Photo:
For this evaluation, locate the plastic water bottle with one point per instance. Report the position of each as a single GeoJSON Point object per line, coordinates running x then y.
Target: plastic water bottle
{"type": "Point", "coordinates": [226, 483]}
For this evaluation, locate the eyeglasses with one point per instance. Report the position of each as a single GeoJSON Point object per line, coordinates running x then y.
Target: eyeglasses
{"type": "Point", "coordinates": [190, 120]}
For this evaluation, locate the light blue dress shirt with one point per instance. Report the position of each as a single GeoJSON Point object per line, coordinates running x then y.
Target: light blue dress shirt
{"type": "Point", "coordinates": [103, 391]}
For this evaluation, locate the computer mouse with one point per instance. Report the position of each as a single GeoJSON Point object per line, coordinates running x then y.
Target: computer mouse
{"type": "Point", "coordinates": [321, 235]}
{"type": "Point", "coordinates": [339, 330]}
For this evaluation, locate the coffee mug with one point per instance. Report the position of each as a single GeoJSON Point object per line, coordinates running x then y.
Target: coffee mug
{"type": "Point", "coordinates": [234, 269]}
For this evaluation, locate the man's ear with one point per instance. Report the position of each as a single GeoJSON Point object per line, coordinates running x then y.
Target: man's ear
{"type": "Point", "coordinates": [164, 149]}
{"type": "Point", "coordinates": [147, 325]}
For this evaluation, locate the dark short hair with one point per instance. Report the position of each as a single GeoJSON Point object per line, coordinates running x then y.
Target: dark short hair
====================
Reproduce the listing above verbatim, from first line to last.

### Result of this exercise:
Photo:
For this evaluation, locate the plastic water bottle with one point per instance. Report the position of each as a single GeoJSON Point object per line, coordinates running x then y.
Target: plastic water bottle
{"type": "Point", "coordinates": [226, 483]}
For this evaluation, locate the eyeglasses with one point per instance. Report the position of each as a single GeoJSON Point object per line, coordinates running x then y.
Target: eyeglasses
{"type": "Point", "coordinates": [190, 120]}
For this evaluation, locate the light blue dress shirt with one point per instance. Report the position of each as a single GeoJSON Point object per line, coordinates running x then y.
Target: light blue dress shirt
{"type": "Point", "coordinates": [103, 391]}
For this evaluation, locate the computer mouse with one point per instance. Report the position of each as a single GeoJSON Point object per line, coordinates running x then y.
Target: computer mouse
{"type": "Point", "coordinates": [321, 235]}
{"type": "Point", "coordinates": [339, 330]}
For this evaluation, locate the coffee mug with one point per instance. Report the position of each as a single GeoJSON Point object per line, coordinates running x then y.
Target: coffee mug
{"type": "Point", "coordinates": [234, 269]}
For this evaluation, locate the man's ear with one point per instance. Report the position of each as a single GeoJSON Point object per line, coordinates running x then y.
Target: man's ear
{"type": "Point", "coordinates": [164, 149]}
{"type": "Point", "coordinates": [147, 325]}
For this evaluation, locate the dark short hair with one point per instance. Report the position of each as a single GeoJSON Point object per line, coordinates running x then y.
Target: dark short hair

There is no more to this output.